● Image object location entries
§ §
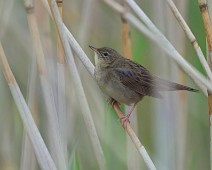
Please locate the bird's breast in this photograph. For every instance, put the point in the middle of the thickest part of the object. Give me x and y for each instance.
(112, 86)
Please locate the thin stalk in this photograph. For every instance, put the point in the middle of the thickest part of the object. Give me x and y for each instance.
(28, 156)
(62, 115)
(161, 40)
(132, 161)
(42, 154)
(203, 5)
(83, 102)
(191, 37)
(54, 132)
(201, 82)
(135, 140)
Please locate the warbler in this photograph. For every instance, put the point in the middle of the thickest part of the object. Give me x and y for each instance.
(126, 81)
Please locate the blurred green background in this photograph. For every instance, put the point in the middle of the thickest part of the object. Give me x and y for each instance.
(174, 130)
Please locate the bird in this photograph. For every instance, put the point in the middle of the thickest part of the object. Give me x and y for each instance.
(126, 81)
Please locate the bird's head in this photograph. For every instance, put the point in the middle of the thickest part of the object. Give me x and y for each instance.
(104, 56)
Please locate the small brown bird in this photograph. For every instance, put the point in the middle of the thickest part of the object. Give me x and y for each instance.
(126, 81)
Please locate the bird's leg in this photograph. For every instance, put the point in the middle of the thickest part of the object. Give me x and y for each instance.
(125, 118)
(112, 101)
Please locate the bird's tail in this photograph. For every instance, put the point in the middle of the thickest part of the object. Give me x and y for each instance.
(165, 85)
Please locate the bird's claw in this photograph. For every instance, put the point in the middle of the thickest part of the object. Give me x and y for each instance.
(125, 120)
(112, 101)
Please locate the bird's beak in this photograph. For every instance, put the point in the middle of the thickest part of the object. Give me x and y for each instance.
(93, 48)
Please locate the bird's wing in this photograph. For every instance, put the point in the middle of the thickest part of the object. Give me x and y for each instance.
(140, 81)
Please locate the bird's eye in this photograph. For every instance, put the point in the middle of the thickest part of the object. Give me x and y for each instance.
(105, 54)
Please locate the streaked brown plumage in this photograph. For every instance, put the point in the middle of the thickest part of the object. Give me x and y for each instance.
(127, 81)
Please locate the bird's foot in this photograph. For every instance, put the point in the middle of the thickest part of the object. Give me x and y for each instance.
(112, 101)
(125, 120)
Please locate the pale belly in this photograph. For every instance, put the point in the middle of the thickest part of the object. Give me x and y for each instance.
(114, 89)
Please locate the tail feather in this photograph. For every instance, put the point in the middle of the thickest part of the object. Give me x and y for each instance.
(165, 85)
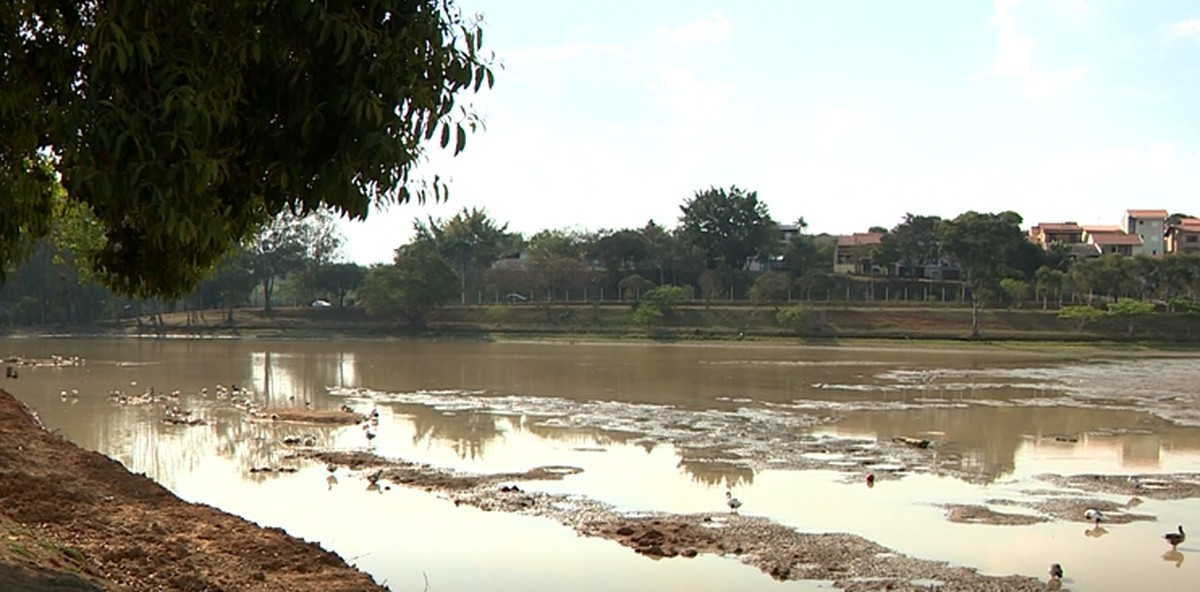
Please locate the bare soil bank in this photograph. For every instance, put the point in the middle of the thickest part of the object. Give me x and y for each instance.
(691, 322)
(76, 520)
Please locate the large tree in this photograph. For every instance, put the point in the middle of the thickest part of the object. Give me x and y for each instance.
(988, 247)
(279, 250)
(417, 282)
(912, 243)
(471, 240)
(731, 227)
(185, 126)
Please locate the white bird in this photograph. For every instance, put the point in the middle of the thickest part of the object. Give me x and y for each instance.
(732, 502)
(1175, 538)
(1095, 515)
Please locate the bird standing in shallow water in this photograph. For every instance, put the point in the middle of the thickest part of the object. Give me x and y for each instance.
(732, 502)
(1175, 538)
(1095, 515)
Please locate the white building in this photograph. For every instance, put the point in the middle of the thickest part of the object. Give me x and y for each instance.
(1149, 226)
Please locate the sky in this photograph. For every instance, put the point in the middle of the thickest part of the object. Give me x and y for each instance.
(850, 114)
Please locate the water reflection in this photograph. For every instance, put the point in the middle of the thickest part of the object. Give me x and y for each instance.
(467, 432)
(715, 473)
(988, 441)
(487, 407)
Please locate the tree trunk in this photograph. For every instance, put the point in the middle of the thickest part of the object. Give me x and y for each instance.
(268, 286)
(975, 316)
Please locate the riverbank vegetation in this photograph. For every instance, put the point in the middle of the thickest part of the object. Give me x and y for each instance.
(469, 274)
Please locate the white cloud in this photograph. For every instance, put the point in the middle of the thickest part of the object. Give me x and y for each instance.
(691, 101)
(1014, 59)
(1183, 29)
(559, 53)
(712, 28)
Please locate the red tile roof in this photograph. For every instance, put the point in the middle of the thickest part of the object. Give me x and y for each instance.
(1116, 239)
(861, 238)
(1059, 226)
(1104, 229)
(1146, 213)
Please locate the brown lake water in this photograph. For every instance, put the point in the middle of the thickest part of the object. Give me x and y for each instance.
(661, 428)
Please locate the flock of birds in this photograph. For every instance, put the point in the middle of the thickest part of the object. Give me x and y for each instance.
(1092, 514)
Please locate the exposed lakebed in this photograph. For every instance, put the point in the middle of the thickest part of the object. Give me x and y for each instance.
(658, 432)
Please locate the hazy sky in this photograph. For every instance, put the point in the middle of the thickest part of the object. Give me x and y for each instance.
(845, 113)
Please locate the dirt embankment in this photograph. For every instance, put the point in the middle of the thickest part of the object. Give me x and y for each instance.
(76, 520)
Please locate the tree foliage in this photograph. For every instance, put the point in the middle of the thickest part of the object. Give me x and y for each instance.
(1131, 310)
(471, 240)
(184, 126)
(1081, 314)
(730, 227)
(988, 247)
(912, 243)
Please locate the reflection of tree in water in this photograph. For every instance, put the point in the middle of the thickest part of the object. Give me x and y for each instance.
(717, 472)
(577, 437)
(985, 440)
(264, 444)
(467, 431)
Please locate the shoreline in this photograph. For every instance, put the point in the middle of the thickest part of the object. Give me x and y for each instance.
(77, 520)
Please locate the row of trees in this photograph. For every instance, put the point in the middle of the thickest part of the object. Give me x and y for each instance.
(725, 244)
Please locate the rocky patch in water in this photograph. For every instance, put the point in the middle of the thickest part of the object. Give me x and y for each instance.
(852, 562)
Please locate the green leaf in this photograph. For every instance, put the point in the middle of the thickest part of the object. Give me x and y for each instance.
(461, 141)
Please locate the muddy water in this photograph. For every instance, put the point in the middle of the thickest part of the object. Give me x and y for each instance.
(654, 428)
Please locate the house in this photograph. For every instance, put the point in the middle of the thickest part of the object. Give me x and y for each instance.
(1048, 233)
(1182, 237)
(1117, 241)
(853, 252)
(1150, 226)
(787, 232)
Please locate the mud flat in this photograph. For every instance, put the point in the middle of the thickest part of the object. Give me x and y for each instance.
§ §
Copy out word for word the lines of the data from the line that contains "Please locate the tree trunk" up to and including the line that contains "(1146, 213)".

Please locate the tree trunk in this photograph. For every instance, put the point in the middle of the thickest part of the object. Give me x and y for each instance.
(268, 286)
(975, 316)
Please locate the riverbank vegetation in this photograph. For every instance, put the point in the middle of the thickest part of the object. Give me x and y for each instance.
(469, 274)
Please locate the white cloud in this photograph. For every instance, put the point in the middle of the thickest part of the object. Give me x and y for each instance.
(691, 101)
(1014, 59)
(1183, 29)
(559, 53)
(712, 28)
Please locate the red tile roof in this photograph. For every instance, put the point in the middle of the thickest part of the object. Give me x and y for each instance.
(1116, 239)
(861, 238)
(1059, 226)
(1104, 229)
(1146, 213)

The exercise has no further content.